What you should do: Make an exact copy of the listing below.
───── Records shown ─────
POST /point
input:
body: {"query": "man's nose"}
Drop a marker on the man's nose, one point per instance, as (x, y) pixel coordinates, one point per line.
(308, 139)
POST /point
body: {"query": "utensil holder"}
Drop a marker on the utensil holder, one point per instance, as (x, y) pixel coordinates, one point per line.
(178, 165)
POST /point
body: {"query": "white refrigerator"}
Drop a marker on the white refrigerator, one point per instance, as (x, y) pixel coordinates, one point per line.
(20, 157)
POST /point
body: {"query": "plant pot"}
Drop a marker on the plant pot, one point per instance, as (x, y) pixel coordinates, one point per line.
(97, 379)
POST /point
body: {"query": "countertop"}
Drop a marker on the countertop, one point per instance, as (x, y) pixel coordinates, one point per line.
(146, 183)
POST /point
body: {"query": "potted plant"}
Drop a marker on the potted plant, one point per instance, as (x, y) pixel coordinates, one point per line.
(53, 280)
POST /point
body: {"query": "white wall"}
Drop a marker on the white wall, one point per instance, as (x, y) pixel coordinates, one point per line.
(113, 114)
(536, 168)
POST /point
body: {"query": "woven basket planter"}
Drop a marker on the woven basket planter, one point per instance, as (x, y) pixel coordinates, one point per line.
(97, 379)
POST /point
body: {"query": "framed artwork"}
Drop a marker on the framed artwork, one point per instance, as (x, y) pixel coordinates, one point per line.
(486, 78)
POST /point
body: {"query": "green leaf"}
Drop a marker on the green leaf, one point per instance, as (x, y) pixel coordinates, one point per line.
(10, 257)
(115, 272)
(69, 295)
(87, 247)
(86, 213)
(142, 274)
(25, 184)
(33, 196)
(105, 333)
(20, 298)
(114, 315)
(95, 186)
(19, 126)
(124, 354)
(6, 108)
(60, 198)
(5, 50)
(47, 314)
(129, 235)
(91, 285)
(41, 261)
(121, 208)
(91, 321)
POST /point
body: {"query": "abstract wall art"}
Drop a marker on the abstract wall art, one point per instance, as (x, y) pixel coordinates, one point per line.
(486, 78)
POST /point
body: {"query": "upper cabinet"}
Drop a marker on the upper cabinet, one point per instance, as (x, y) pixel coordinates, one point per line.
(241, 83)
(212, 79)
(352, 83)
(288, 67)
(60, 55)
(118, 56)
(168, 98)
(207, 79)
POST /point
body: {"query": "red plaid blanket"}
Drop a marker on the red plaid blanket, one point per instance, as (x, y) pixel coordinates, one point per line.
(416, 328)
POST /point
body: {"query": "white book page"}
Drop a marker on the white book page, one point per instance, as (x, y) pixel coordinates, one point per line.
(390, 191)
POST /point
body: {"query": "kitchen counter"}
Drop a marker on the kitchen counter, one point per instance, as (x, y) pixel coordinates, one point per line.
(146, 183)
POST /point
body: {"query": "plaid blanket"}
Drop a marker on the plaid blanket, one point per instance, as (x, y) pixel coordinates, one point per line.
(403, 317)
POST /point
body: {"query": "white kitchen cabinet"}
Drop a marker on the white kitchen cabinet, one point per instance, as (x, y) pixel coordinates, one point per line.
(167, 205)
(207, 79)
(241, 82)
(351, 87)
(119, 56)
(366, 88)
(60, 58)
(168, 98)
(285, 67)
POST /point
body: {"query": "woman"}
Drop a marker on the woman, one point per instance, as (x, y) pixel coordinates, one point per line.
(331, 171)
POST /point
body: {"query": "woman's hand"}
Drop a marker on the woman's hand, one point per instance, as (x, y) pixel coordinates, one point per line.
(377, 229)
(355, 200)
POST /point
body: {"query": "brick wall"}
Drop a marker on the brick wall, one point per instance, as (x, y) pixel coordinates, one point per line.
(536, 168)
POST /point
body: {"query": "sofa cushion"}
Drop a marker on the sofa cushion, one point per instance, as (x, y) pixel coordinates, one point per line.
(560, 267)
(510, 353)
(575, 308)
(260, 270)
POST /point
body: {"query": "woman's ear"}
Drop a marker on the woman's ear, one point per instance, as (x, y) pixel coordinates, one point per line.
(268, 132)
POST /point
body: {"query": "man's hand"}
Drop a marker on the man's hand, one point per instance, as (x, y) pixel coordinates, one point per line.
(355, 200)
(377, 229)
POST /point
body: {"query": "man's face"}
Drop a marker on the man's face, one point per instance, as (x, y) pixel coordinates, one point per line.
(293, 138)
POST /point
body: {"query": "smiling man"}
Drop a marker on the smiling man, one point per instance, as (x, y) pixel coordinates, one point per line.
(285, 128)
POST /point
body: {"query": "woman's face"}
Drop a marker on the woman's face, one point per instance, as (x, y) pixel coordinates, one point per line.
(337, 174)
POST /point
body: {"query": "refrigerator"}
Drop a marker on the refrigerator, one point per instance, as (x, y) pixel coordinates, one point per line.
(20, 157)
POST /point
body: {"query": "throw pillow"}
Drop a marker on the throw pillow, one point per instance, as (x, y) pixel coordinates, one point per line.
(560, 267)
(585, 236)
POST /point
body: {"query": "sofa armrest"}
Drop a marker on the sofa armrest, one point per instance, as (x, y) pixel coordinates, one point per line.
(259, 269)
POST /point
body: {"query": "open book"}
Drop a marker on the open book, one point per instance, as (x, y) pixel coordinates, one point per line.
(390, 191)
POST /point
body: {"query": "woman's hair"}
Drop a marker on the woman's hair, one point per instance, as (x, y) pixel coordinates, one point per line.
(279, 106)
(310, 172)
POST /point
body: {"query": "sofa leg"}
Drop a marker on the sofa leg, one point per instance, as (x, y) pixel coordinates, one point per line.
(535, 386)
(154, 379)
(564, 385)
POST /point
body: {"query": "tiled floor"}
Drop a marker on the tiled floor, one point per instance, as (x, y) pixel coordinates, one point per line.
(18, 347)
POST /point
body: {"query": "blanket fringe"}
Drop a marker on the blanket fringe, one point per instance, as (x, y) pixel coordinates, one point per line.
─────
Solution to this problem:
POST /point
input:
body: {"query": "man's nose"}
Drop a marker on the man's nose, one point per instance, as (x, y) pixel coordinates, one point per line.
(308, 139)
POST /point
body: {"query": "utensil holder"}
Drop a marker on the utensil holder, one point per instance, as (x, y) pixel coordinates, one point per line.
(178, 165)
POST /point
body: {"query": "white refrigerator"}
Drop a marker on the white refrigerator, one point per instance, as (x, y) pixel coordinates, one point per line.
(20, 157)
POST /point
body: {"query": "plant pot"}
Drop a marker on the plant pot, one point per instance, as (x, y) pixel coordinates, one point per line.
(97, 379)
POST /point
body: {"query": "countertop"}
Drop a marker on the countertop, one point per instance, as (x, y) pixel coordinates, one point per line.
(146, 183)
POST /point
body: {"query": "potted plant"}
Drop a marker on the potted plant, one point per instance, as (x, y) pixel coordinates, one point per line.
(53, 280)
POST /point
body: {"query": "white wall"}
Drop a marker on the white wall, one point per instance, as (x, y) pixel coordinates, one point per line.
(113, 114)
(536, 168)
POST /point
body: {"query": "woven basket planter"}
Drop a marker on the woven basket planter, one point per instance, as (x, y) pixel coordinates, one point per line.
(97, 379)
POST /point
body: {"query": "framed artwork"}
Drop a marker on the framed artwork, one point per instance, as (x, y) pixel coordinates, one point per line.
(486, 78)
POST /point
body: {"query": "green leaf"}
Drop a marker on the green leaf, one point per instance, as (x, y) pixel coordinates, one point per line.
(10, 257)
(115, 272)
(69, 295)
(87, 247)
(86, 213)
(142, 274)
(25, 184)
(33, 196)
(105, 333)
(20, 298)
(114, 315)
(95, 186)
(19, 126)
(124, 354)
(6, 108)
(60, 198)
(5, 50)
(47, 314)
(129, 235)
(91, 285)
(41, 261)
(121, 208)
(91, 321)
POST /point
body: {"query": "abstract wall art"}
Drop a marker on the abstract wall art, one point per instance, as (x, y) pixel coordinates, one point per line.
(486, 78)
POST /point
body: {"query": "upper cabinet"}
Drop a marker on the upper cabinet, one point per instance, as (x, y) pixel coordinates, one point per line.
(241, 83)
(212, 79)
(352, 83)
(288, 67)
(60, 55)
(118, 56)
(168, 98)
(207, 79)
POST /point
body: {"query": "red plaid blanket"}
Drop a marker on the red plaid blanket, one point per instance, as (x, y) pixel coordinates, one point per line.
(416, 328)
POST /point
body: {"query": "white book page"}
Drop a marker on the white book page, one point per instance, as (x, y) pixel coordinates, one point per line.
(390, 191)
POST /point
body: {"query": "kitchen counter"}
Drop a marker on the kitchen counter, one point per instance, as (x, y) pixel coordinates, one point per line.
(146, 183)
POST /point
body: {"query": "plaid blanket"}
Drop a marker on the plaid blanket, one point per instance, as (x, y) pixel coordinates, one point per line.
(403, 317)
POST /point
body: {"query": "white kitchen cabinet"}
Drop a marker on the white kitchen cabinet, one point per instance, as (x, y) pixel coordinates, one point per line.
(167, 205)
(207, 79)
(241, 82)
(351, 87)
(119, 56)
(366, 88)
(60, 58)
(168, 98)
(285, 67)
POST /point
body: {"query": "woman"}
Drop a marker on the woman, one point per instance, as (x, y) pixel coordinates, one point per line.
(331, 171)
POST /point
body: {"query": "woman's hand"}
Drop a marker on the woman's hand, one point per instance, as (x, y) pixel coordinates, one point per line.
(377, 229)
(355, 200)
POST /point
body: {"query": "brick wall"}
Drop a marker on the brick wall, one point per instance, as (x, y) pixel coordinates, one point per line.
(536, 168)
POST /point
body: {"query": "sofa cushion"}
Drop a marker on the sofa cushion, one point per instance, as (x, y) pixel coordinates, one point per line.
(560, 267)
(510, 353)
(575, 308)
(260, 270)
POST /point
body: {"query": "woman's ear"}
Drop a marker on the woman's ear, one point per instance, as (x, y) pixel coordinates, one point per line.
(268, 132)
POST /point
body: {"query": "man's hand"}
Drop a marker on the man's hand, one point per instance, as (x, y) pixel coordinates, one point per line.
(355, 200)
(377, 229)
POST /point
body: {"query": "man's face"}
Drop a marker on the man's face, one point per instance, as (x, y) pixel coordinates, one point per line.
(293, 138)
POST /point
body: {"query": "smiling man"}
Drop a marker on the smiling man, one point per instance, as (x, y) pixel coordinates, one point per line.
(285, 128)
POST /point
body: {"query": "woman's face"}
Drop a marker on the woman's face, one point per instance, as (x, y) pixel coordinates, one point per line.
(337, 174)
POST /point
body: {"query": "refrigerator"}
Drop a marker on the refrigerator, one point per instance, as (x, y) pixel coordinates, one point per line.
(20, 157)
POST /point
body: {"query": "throw pillow"}
Drop a marker on the throw pillow, one point per instance, as (x, y) pixel coordinates, one point per line.
(560, 267)
(585, 236)
POST /point
body: {"query": "sofa armrest"}
Drop a marker on the sofa armrest, one point per instance, as (x, y) pixel coordinates, one point per line.
(259, 269)
POST /point
body: {"query": "open book"}
Drop a marker on the open book, one point per instance, as (x, y) pixel coordinates, one point per line.
(390, 191)
POST /point
body: {"query": "woman's hair"}
Drop a marker on the woman's hair, one point per instance, as (x, y) pixel coordinates, one point per line.
(279, 106)
(310, 172)
POST /point
body: {"query": "sofa leg"}
Drop a marker on the sofa leg, one point per instance, as (x, y) pixel coordinates, one point per line.
(535, 386)
(154, 379)
(564, 385)
POST /point
body: {"query": "tiled floor"}
Drop a marker on the tiled floor, one point per instance, as (x, y) pixel coordinates, one point per line.
(18, 347)
POST /point
body: {"query": "blanket fringe"}
Drop a marker on the blanket fringe, one point per instance, as (x, y) pixel coordinates, one point per line.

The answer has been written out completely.